## Begin QUOTED TEXT

Cuckolds all a Row ~ Barraclough

Cuckolds all Awry ~ Barraclough

Cuckolds all a Row ~ Barraclough Cuckolds all a Row ~ Lovelace Cuckolds all a Row ~ Sharp

Cuckolds all a Row ~ Barraclough or Cuckolds all Awry ~ Barraclough is an English Country Dance. It was found in the Lovelace Manuscript (written somewhere around the 1640s) and later published in The English Dancing Master. It was interpreted by Michael Barraclough (website) in about 2017. It is a Facing Couples dance. There is no progression in this dance. It is a USA dance. The dance lasts 72 bars. It is in the key: C major.

This is one of the few dances for which we have a description before Playford. The Lovelace Manuscript in the Houghton Library at Harvard University, filed as MS Eng. 1356 contains descriptions of 20 country dances (of which this is one). The manuscript is undated but was probably written between 1621~1649.

The dance also appears in Playford (starting in the first edition of 1651 and continuing until 1728)

Cecil Sharp bowdlerized the title to Hey, boys, up go we which scarcely seems an improvement, and used the tune from that dance for this one.

## End QUOTED TEXT
## Begin PROVIDED MATERIAL

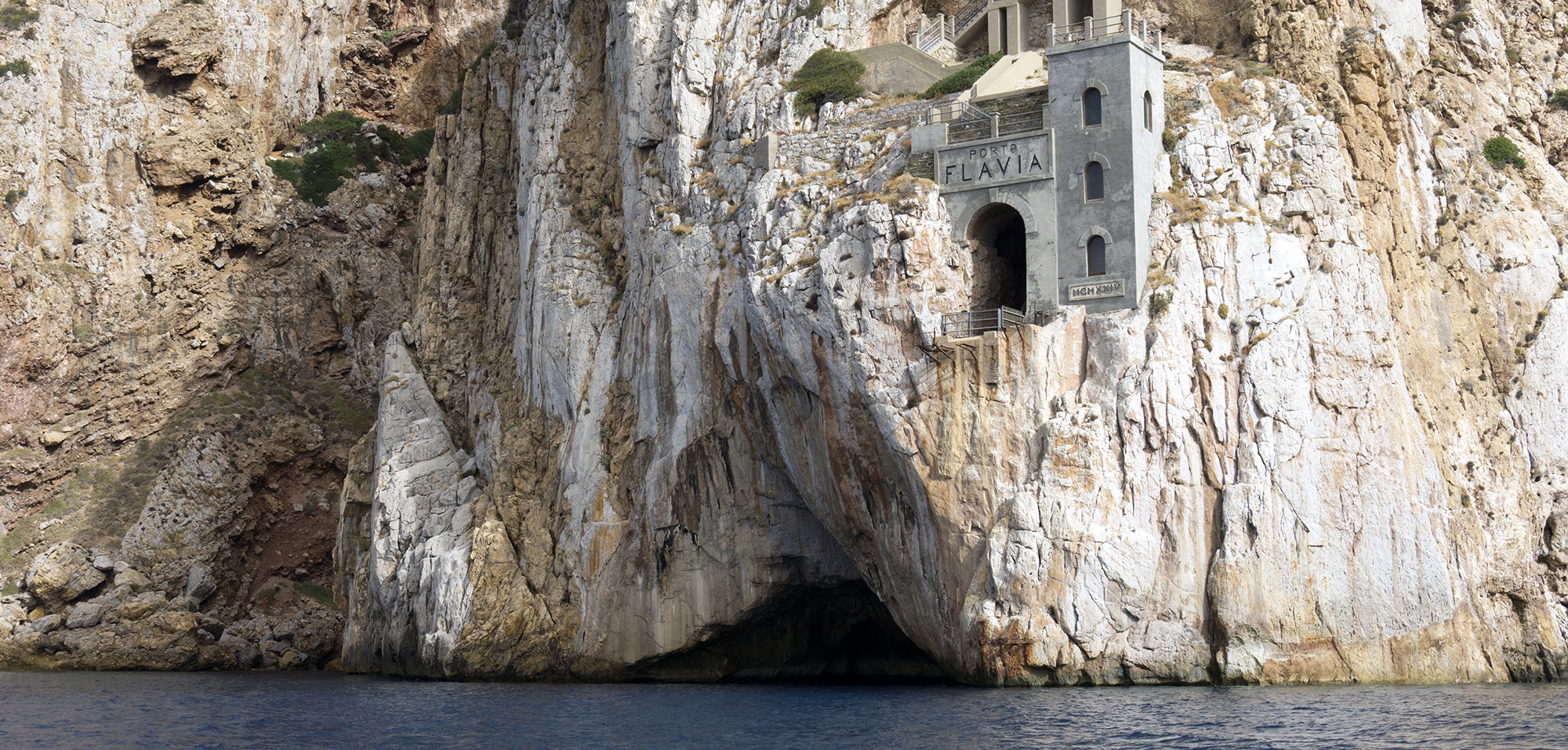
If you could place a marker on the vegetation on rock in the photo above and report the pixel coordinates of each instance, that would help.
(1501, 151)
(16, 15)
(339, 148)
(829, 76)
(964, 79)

## End PROVIDED MATERIAL
## Begin PROVIDED MATERIAL

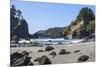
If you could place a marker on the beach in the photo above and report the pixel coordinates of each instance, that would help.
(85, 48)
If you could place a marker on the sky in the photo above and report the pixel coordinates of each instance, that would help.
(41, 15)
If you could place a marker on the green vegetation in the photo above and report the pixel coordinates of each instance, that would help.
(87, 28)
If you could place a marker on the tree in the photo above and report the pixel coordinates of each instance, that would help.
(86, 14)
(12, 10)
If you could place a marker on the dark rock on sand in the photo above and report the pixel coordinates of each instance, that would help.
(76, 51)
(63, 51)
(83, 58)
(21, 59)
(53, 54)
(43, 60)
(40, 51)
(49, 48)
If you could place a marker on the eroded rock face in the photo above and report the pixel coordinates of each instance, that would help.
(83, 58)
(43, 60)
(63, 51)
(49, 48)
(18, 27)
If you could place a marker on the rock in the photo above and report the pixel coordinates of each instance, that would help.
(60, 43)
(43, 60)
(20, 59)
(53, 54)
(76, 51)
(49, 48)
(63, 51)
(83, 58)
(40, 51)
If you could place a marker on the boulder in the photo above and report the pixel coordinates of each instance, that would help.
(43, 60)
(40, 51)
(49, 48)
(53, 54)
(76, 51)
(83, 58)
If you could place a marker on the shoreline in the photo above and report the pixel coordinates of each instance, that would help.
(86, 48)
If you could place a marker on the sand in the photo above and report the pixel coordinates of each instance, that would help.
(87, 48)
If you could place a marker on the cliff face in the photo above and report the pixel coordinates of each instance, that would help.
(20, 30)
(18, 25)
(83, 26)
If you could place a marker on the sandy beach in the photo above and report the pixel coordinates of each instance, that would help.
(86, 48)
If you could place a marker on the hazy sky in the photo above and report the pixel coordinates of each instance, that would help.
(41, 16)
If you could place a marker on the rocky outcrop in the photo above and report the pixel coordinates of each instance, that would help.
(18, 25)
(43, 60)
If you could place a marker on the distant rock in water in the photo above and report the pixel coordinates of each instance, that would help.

## End PROVIDED MATERIAL
## Begin PROVIDED MATERIAL

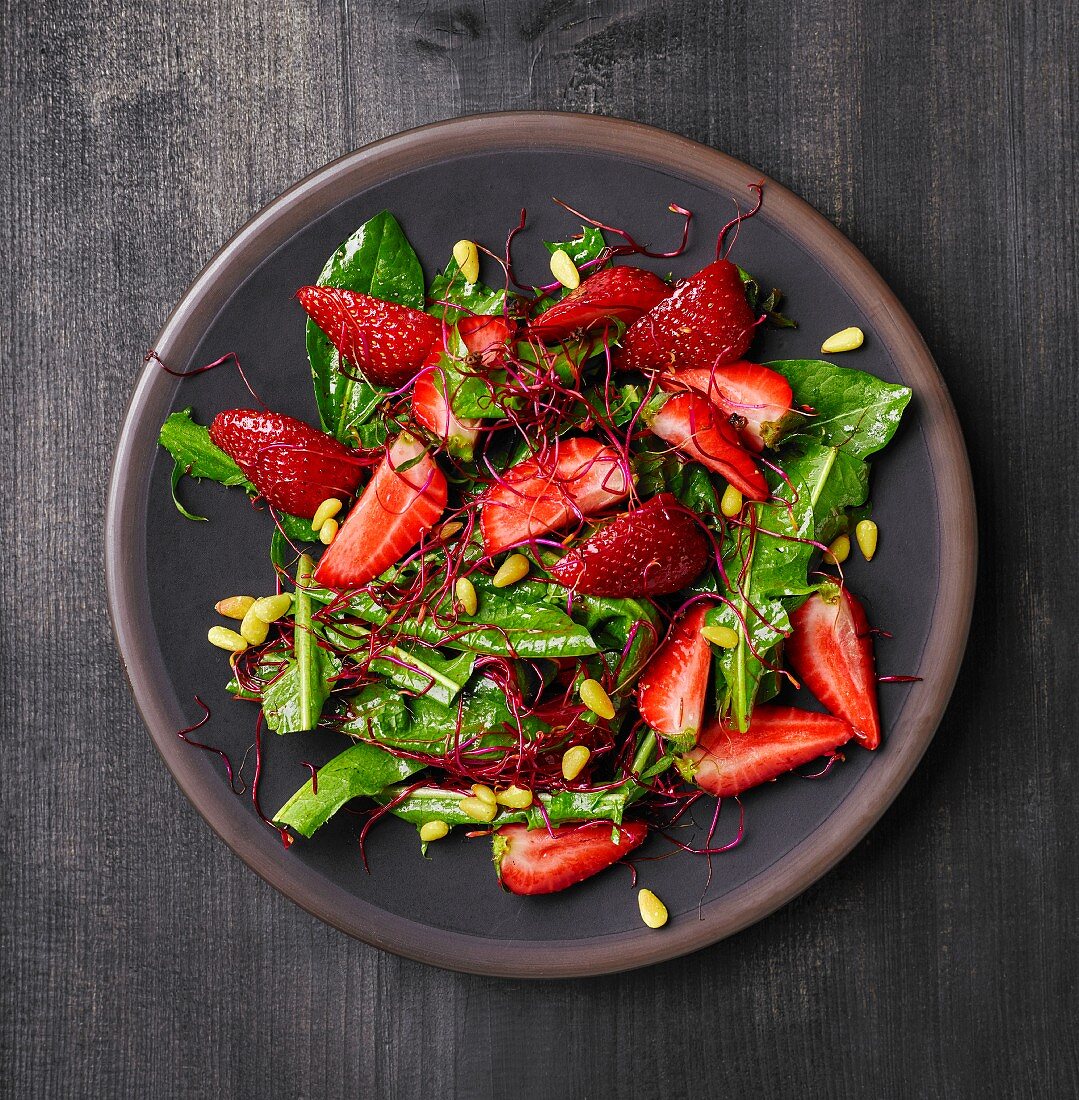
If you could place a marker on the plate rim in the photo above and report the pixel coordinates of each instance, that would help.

## End PROVIDED MATERIAL

**DIRECTIONS FOR THIS TASK:** Retype the text above on the country dance Cuckolds all a Row, word for word from start to finish.

**WORKED ANSWER:**
Cuckolds all a Row ~ Barraclough

Cuckolds all Awry ~ Barraclough

Cuckolds all a Row ~ Barraclough Cuckolds all a Row ~ Lovelace Cuckolds all a Row ~ Sharp

Cuckolds all a Row ~ Barraclough or Cuckolds all Awry ~ Barraclough is an English Country Dance. It was found in the Lovelace Manuscript (written somewhere around the 1640s) and later published in The English Dancing Master. It was interpreted by Michael Barraclough (website) in about 2017. It is a Facing Couples dance. There is no progression in this dance. It is a USA dance. The dance lasts 72 bars. It is in the key: C major.

This is one of the few dances for which we have a description before Playford. The Lovelace Manuscript in the Houghton Library at Harvard University, filed as MS Eng. 1356 contains descriptions of 20 country dances (of which this is one). The manuscript is undated but was probably written between 1621~1649.

The dance also appears in Playford (starting in the first edition of 1651 and continuing until 1728)

Cecil Sharp bowdlerized the title to Hey, boys, up go we which scarcely seems an improvement, and used the tune from that dance for this one.